● **Exercise aim**
Lines from the entries below that hold "golden" form the answer; copy all of them.

● **Dataset records**
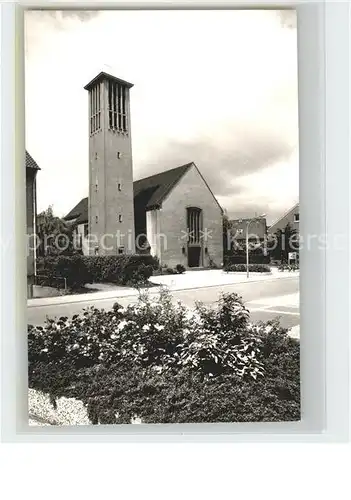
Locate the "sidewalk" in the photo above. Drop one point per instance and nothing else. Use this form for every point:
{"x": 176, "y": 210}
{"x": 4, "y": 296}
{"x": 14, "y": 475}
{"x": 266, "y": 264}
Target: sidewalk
{"x": 187, "y": 281}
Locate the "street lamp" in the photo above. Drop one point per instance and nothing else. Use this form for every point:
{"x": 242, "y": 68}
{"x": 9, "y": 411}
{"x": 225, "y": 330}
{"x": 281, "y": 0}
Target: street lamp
{"x": 247, "y": 240}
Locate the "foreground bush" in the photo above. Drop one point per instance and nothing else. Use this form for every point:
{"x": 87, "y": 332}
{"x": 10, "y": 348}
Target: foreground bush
{"x": 240, "y": 268}
{"x": 163, "y": 363}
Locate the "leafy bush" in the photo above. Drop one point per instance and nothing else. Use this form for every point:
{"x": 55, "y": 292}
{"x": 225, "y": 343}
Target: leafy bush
{"x": 53, "y": 271}
{"x": 239, "y": 268}
{"x": 133, "y": 270}
{"x": 164, "y": 363}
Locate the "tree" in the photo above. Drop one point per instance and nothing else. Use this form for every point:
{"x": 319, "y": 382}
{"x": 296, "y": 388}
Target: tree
{"x": 284, "y": 241}
{"x": 55, "y": 235}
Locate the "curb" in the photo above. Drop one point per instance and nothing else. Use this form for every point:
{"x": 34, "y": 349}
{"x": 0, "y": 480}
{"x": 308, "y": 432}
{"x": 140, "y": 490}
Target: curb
{"x": 31, "y": 302}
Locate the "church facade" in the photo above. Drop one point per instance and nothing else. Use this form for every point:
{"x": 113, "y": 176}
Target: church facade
{"x": 173, "y": 214}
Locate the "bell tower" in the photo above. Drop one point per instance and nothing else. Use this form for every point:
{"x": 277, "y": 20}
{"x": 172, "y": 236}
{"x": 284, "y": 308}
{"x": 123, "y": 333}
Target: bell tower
{"x": 111, "y": 210}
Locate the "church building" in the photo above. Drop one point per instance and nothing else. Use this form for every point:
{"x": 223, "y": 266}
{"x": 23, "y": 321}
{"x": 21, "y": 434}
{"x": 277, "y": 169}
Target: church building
{"x": 173, "y": 214}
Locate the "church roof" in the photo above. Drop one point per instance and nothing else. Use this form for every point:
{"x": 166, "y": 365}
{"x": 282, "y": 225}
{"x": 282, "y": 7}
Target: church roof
{"x": 30, "y": 163}
{"x": 149, "y": 193}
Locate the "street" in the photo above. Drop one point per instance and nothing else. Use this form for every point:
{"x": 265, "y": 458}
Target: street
{"x": 265, "y": 300}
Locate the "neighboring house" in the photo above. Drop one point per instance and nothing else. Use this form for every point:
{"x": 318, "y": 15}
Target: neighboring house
{"x": 173, "y": 214}
{"x": 31, "y": 209}
{"x": 291, "y": 217}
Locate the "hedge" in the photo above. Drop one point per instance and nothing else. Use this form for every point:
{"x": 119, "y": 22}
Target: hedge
{"x": 78, "y": 270}
{"x": 239, "y": 268}
{"x": 163, "y": 363}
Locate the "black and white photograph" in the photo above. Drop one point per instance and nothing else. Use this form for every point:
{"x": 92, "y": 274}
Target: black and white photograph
{"x": 162, "y": 198}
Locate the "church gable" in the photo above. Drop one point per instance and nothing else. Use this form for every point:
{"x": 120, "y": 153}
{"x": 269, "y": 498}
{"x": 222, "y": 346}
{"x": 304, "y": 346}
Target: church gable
{"x": 190, "y": 190}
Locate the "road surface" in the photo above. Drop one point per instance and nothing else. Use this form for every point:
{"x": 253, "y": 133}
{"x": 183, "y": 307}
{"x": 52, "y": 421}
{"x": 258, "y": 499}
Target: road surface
{"x": 265, "y": 300}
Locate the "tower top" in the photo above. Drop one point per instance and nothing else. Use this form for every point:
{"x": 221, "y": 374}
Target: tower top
{"x": 105, "y": 76}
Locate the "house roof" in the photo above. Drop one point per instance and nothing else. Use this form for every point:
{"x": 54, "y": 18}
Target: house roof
{"x": 30, "y": 163}
{"x": 149, "y": 192}
{"x": 105, "y": 76}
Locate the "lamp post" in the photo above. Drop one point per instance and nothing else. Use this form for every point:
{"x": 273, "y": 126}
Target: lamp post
{"x": 247, "y": 240}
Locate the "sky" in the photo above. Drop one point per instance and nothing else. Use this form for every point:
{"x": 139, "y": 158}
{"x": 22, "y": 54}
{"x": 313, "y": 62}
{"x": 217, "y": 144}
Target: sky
{"x": 218, "y": 88}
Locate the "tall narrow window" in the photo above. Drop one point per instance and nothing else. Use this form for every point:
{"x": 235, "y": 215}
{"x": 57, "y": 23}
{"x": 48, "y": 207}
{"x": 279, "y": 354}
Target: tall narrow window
{"x": 95, "y": 109}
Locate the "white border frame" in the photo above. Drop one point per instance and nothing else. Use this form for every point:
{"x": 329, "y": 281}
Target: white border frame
{"x": 323, "y": 48}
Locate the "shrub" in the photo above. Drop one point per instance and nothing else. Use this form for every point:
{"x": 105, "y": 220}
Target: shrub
{"x": 53, "y": 271}
{"x": 121, "y": 269}
{"x": 239, "y": 268}
{"x": 180, "y": 269}
{"x": 163, "y": 363}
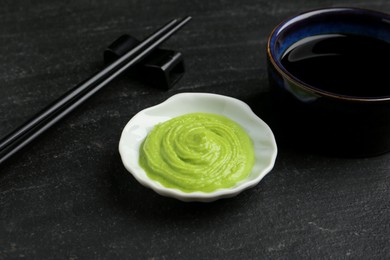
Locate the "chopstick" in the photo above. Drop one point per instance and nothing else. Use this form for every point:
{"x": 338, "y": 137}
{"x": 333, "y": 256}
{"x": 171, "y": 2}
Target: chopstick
{"x": 66, "y": 103}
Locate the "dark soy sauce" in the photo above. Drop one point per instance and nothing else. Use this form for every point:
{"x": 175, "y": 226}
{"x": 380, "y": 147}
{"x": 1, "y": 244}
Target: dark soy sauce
{"x": 345, "y": 64}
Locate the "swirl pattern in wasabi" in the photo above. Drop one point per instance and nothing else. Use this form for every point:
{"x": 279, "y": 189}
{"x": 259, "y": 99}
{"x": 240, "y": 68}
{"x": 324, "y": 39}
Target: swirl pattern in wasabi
{"x": 197, "y": 152}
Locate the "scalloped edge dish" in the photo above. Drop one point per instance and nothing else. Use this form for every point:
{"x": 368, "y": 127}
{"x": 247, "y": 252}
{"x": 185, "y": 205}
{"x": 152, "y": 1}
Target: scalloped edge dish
{"x": 143, "y": 122}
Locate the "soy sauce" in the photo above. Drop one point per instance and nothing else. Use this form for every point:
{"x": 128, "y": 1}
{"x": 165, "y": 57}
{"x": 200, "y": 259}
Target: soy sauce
{"x": 343, "y": 64}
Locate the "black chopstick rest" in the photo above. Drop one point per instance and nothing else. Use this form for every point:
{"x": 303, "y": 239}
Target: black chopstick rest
{"x": 162, "y": 68}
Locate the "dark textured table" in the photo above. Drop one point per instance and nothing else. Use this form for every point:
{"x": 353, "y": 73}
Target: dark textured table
{"x": 68, "y": 196}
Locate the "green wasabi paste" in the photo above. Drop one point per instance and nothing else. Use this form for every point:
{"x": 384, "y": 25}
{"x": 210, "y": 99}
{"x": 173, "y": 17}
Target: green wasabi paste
{"x": 197, "y": 152}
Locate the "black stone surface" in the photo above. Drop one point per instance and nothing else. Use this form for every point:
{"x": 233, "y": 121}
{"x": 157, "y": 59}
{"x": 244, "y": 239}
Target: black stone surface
{"x": 68, "y": 196}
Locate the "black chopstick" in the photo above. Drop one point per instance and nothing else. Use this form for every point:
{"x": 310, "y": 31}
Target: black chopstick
{"x": 51, "y": 114}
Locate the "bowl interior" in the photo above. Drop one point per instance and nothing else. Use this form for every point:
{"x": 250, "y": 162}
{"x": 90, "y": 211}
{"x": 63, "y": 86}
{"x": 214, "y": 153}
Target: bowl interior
{"x": 327, "y": 21}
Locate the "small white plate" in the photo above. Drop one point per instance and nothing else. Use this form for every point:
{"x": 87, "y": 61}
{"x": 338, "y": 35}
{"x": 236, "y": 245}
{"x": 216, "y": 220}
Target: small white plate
{"x": 143, "y": 122}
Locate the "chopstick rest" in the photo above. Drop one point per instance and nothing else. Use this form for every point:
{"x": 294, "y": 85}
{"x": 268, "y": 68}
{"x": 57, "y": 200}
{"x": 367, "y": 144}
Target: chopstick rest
{"x": 54, "y": 112}
{"x": 161, "y": 68}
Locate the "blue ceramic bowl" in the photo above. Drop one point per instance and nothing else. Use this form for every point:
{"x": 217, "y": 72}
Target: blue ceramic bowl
{"x": 310, "y": 117}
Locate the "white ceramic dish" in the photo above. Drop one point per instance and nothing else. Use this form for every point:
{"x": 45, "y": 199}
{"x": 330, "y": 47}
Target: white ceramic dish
{"x": 139, "y": 126}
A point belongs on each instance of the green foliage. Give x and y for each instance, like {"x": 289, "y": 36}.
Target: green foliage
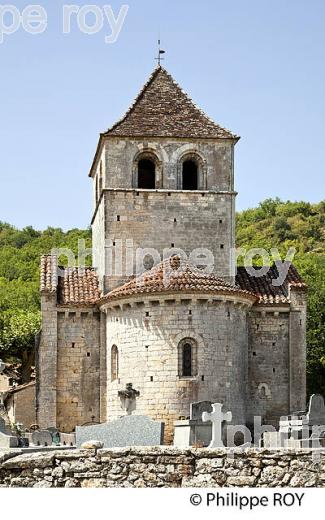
{"x": 300, "y": 225}
{"x": 17, "y": 331}
{"x": 20, "y": 252}
{"x": 272, "y": 224}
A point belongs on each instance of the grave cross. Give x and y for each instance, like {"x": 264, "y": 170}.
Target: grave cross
{"x": 217, "y": 417}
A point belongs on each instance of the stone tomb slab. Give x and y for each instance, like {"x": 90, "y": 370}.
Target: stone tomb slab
{"x": 197, "y": 409}
{"x": 316, "y": 411}
{"x": 2, "y": 425}
{"x": 130, "y": 430}
{"x": 42, "y": 438}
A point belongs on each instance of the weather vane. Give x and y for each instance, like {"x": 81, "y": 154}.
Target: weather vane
{"x": 160, "y": 53}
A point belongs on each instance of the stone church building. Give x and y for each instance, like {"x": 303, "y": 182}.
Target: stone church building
{"x": 163, "y": 181}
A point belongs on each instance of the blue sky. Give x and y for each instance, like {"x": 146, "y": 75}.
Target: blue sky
{"x": 255, "y": 66}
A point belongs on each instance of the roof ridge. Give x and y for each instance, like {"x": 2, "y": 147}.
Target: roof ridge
{"x": 186, "y": 98}
{"x": 136, "y": 99}
{"x": 235, "y": 136}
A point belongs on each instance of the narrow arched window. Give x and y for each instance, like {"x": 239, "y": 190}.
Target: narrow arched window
{"x": 187, "y": 362}
{"x": 114, "y": 363}
{"x": 96, "y": 188}
{"x": 146, "y": 174}
{"x": 189, "y": 175}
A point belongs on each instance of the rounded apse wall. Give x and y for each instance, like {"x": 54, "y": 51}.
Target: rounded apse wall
{"x": 176, "y": 351}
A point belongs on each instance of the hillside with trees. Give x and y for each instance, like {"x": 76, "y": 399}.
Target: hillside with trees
{"x": 273, "y": 224}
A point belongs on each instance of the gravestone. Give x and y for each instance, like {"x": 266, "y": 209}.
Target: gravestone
{"x": 130, "y": 430}
{"x": 8, "y": 441}
{"x": 217, "y": 417}
{"x": 67, "y": 439}
{"x": 42, "y": 438}
{"x": 193, "y": 431}
{"x": 2, "y": 425}
{"x": 316, "y": 411}
{"x": 197, "y": 409}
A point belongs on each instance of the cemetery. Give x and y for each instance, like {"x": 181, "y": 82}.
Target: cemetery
{"x": 155, "y": 380}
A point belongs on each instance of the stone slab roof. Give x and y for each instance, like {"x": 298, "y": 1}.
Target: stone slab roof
{"x": 81, "y": 286}
{"x": 163, "y": 109}
{"x": 173, "y": 275}
{"x": 264, "y": 287}
{"x": 73, "y": 286}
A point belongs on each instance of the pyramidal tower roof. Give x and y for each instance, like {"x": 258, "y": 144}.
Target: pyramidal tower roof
{"x": 163, "y": 109}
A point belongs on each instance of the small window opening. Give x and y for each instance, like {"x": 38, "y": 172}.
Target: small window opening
{"x": 187, "y": 359}
{"x": 114, "y": 363}
{"x": 189, "y": 175}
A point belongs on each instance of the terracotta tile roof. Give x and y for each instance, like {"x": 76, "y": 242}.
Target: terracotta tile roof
{"x": 73, "y": 286}
{"x": 49, "y": 273}
{"x": 163, "y": 109}
{"x": 263, "y": 287}
{"x": 78, "y": 287}
{"x": 172, "y": 276}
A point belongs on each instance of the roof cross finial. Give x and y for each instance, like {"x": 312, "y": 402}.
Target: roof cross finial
{"x": 160, "y": 53}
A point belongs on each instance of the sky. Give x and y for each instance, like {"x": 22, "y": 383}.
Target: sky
{"x": 255, "y": 66}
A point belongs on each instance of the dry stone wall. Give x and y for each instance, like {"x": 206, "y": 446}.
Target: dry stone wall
{"x": 162, "y": 467}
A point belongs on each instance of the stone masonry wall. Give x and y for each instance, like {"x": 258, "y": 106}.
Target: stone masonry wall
{"x": 162, "y": 221}
{"x": 147, "y": 335}
{"x": 268, "y": 364}
{"x": 163, "y": 467}
{"x": 78, "y": 368}
{"x": 157, "y": 219}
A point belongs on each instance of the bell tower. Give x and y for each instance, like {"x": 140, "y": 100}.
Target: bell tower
{"x": 163, "y": 180}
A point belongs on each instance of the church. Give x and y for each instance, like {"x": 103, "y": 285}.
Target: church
{"x": 163, "y": 329}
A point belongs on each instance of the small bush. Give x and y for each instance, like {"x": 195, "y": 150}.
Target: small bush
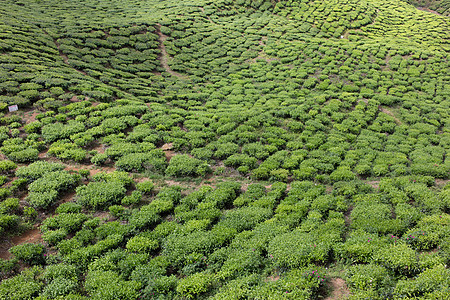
{"x": 32, "y": 254}
{"x": 183, "y": 165}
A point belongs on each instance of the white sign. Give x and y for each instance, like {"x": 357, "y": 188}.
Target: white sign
{"x": 13, "y": 108}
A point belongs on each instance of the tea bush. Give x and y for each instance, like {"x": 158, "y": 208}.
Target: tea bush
{"x": 97, "y": 195}
{"x": 183, "y": 165}
{"x": 32, "y": 254}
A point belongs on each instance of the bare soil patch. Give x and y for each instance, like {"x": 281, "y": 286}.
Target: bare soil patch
{"x": 30, "y": 236}
{"x": 339, "y": 289}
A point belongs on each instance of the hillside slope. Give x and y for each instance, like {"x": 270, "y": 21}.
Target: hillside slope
{"x": 230, "y": 149}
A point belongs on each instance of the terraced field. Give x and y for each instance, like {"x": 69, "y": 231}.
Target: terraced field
{"x": 230, "y": 149}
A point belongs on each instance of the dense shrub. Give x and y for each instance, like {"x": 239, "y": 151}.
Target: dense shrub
{"x": 100, "y": 194}
{"x": 32, "y": 254}
{"x": 183, "y": 165}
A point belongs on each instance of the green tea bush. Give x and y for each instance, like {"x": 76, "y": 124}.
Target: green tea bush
{"x": 68, "y": 207}
{"x": 8, "y": 222}
{"x": 244, "y": 218}
{"x": 399, "y": 258}
{"x": 183, "y": 165}
{"x": 142, "y": 244}
{"x": 97, "y": 195}
{"x": 423, "y": 285}
{"x": 32, "y": 254}
{"x": 151, "y": 161}
{"x": 42, "y": 200}
{"x": 146, "y": 217}
{"x": 24, "y": 156}
{"x": 55, "y": 181}
{"x": 26, "y": 285}
{"x": 7, "y": 166}
{"x": 297, "y": 249}
{"x": 108, "y": 285}
{"x": 59, "y": 287}
{"x": 37, "y": 169}
{"x": 367, "y": 277}
{"x": 71, "y": 222}
{"x": 145, "y": 187}
{"x": 53, "y": 237}
{"x": 195, "y": 285}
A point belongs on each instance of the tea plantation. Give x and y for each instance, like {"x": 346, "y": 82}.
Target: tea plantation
{"x": 226, "y": 149}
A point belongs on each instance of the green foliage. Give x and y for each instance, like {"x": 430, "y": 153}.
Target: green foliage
{"x": 145, "y": 187}
{"x": 7, "y": 166}
{"x": 183, "y": 165}
{"x": 26, "y": 285}
{"x": 195, "y": 285}
{"x": 38, "y": 169}
{"x": 32, "y": 254}
{"x": 100, "y": 194}
{"x": 108, "y": 285}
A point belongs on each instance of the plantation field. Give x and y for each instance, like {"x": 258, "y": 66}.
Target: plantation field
{"x": 228, "y": 149}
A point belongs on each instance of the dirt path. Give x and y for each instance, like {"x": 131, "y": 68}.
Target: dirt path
{"x": 30, "y": 236}
{"x": 164, "y": 57}
{"x": 339, "y": 289}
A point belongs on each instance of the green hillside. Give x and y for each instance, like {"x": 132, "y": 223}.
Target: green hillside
{"x": 248, "y": 149}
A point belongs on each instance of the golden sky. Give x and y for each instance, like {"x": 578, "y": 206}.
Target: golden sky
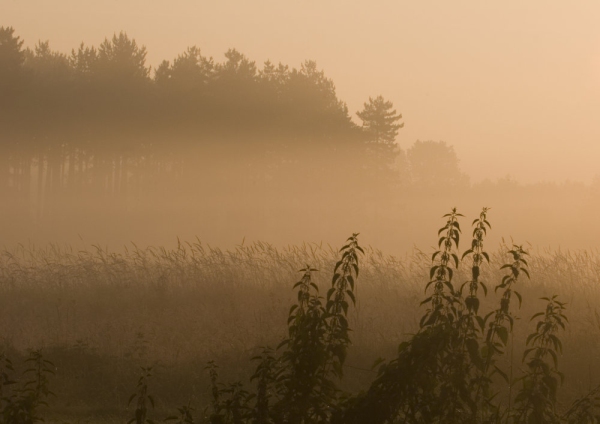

● **Solved exercise**
A point belongs on each instance of the golden sky. Give x and y for each instance, like {"x": 578, "y": 206}.
Target: golden sky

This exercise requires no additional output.